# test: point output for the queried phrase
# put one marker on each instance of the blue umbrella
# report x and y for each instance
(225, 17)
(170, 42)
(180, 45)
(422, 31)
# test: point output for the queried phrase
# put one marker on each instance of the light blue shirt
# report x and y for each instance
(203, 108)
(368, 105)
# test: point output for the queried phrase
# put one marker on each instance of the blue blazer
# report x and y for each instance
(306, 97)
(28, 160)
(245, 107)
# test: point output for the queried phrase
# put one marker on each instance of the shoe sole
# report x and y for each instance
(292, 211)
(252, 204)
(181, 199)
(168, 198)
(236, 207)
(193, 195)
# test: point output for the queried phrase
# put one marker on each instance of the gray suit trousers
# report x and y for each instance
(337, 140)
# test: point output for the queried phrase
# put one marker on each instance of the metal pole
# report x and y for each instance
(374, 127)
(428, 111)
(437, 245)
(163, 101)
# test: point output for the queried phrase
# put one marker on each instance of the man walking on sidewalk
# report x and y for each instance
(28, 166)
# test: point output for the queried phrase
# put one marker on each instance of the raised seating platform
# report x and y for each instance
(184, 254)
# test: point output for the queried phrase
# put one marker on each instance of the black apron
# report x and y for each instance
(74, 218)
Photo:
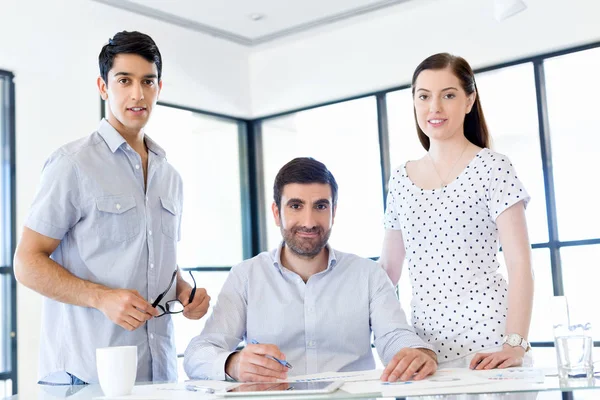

Description of the task.
Give the number of lines above that hold "blue", with no other words.

Task result.
3